Swap every "the region" in the recorded data below for "the outline", keeping all other wording the same.

[Recorded data]
--------------------------------------------------
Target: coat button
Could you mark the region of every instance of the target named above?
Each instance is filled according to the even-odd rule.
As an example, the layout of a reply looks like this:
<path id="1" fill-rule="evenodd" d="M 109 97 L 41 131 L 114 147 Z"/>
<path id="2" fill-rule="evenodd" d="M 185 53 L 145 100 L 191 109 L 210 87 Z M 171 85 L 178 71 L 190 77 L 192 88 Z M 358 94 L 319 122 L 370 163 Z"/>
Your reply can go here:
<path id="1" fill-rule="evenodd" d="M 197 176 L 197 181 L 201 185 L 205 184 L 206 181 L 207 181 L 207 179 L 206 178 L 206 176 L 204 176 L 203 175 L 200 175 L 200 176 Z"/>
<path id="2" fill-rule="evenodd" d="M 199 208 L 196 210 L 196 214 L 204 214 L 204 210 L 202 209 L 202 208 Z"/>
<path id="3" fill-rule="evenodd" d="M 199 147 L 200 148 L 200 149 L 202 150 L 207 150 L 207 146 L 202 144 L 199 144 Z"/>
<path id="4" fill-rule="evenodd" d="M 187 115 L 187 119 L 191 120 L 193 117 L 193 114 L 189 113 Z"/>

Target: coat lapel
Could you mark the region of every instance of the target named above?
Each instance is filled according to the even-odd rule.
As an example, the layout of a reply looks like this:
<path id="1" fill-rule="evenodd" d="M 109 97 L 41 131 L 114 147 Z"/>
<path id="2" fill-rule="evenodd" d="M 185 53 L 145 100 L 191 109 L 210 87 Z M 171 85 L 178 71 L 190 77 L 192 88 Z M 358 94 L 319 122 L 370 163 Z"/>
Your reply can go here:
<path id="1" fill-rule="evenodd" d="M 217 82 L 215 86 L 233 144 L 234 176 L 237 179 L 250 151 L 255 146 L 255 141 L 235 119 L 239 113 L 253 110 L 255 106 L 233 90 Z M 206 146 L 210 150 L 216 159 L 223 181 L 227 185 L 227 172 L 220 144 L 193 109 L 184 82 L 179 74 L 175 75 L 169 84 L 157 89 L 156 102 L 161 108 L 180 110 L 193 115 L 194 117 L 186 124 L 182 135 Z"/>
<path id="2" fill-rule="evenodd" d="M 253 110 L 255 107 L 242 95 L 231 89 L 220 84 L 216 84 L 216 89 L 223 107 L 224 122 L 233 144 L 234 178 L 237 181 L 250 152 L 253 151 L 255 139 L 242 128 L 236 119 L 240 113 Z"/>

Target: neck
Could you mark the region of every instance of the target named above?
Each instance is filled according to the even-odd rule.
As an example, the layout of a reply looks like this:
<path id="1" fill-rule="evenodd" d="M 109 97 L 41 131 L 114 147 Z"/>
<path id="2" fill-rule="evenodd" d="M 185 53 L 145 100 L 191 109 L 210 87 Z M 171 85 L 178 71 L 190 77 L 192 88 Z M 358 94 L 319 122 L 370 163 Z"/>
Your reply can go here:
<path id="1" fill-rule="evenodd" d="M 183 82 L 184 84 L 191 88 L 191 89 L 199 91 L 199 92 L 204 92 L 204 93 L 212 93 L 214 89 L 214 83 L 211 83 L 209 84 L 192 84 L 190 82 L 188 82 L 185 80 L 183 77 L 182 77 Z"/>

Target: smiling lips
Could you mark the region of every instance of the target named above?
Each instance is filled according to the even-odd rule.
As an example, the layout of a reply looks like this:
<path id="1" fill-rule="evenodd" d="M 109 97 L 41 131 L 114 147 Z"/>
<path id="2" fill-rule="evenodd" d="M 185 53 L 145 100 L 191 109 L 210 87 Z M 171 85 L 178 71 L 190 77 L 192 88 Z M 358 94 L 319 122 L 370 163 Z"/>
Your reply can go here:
--------------------------------------------------
# [Solution to this exercise]
Target: coat button
Could you mark the outline of every instance of the target named above?
Each instance is filled according to the even-odd rule.
As an example, the layout of a reply looks like this:
<path id="1" fill-rule="evenodd" d="M 109 97 L 41 131 L 114 147 Z"/>
<path id="2" fill-rule="evenodd" d="M 185 53 L 145 100 L 191 109 L 210 87 Z M 171 85 L 178 71 L 190 77 L 192 88 Z M 358 94 L 319 122 L 370 163 Z"/>
Your reply can go here:
<path id="1" fill-rule="evenodd" d="M 197 176 L 197 181 L 201 185 L 205 184 L 206 181 L 207 181 L 207 179 L 206 178 L 206 176 L 204 176 L 203 175 L 200 175 L 200 176 Z"/>
<path id="2" fill-rule="evenodd" d="M 199 208 L 196 210 L 196 214 L 204 214 L 204 210 L 202 209 L 202 208 Z"/>
<path id="3" fill-rule="evenodd" d="M 199 147 L 200 148 L 200 149 L 202 150 L 207 150 L 207 146 L 202 144 L 199 144 Z"/>
<path id="4" fill-rule="evenodd" d="M 187 115 L 187 119 L 191 120 L 193 117 L 193 114 L 189 113 Z"/>

Target: coat lapel
Could you mark the outline of every instance of the target named above?
Each instance is filled according to the even-odd rule.
As an example, the layout of a reply looks like this:
<path id="1" fill-rule="evenodd" d="M 109 97 L 41 131 L 114 147 Z"/>
<path id="2" fill-rule="evenodd" d="M 185 53 L 145 100 L 191 109 L 210 87 Z M 171 85 L 178 71 L 190 77 L 192 88 Z M 358 94 L 319 122 L 370 163 Z"/>
Your reply can go here:
<path id="1" fill-rule="evenodd" d="M 217 82 L 215 86 L 233 144 L 234 176 L 237 179 L 250 151 L 255 146 L 255 141 L 235 119 L 239 113 L 253 110 L 255 106 L 233 90 Z M 206 146 L 210 150 L 216 159 L 223 181 L 227 185 L 227 172 L 220 144 L 193 109 L 184 82 L 179 74 L 175 75 L 169 84 L 157 89 L 156 102 L 161 108 L 180 110 L 193 115 L 194 117 L 186 124 L 182 135 Z"/>
<path id="2" fill-rule="evenodd" d="M 253 110 L 255 107 L 242 95 L 231 89 L 220 84 L 216 84 L 216 89 L 223 107 L 224 122 L 233 144 L 234 178 L 237 181 L 250 152 L 253 151 L 255 139 L 242 128 L 236 119 L 240 113 Z"/>

Target: neck
Could you mark the outline of every instance of the target named above?
Each instance is filled according to the even-odd rule.
As an example, the layout of a reply looks like this:
<path id="1" fill-rule="evenodd" d="M 109 97 L 41 131 L 114 147 Z"/>
<path id="2" fill-rule="evenodd" d="M 185 53 L 145 100 L 191 109 L 210 87 Z M 171 85 L 178 71 L 190 77 L 192 88 Z M 358 94 L 319 122 L 370 163 Z"/>
Your reply can go here:
<path id="1" fill-rule="evenodd" d="M 183 82 L 184 84 L 191 88 L 191 89 L 199 91 L 199 92 L 204 92 L 204 93 L 212 93 L 214 89 L 214 83 L 211 83 L 209 84 L 192 84 L 190 82 L 188 82 L 185 80 L 183 77 L 182 77 Z"/>

Target: smiling lips
Could you mark the outline of every instance of the target named above?
Each instance is filled according to the even-odd rule.
As an example, the layout of a reply looks like this:
<path id="1" fill-rule="evenodd" d="M 109 97 L 41 131 L 114 147 Z"/>
<path id="2" fill-rule="evenodd" d="M 185 53 L 145 100 L 191 109 L 210 87 Z M 171 85 L 178 71 L 190 77 L 192 88 Z M 358 94 L 319 122 L 370 163 Z"/>
Your reply can go here:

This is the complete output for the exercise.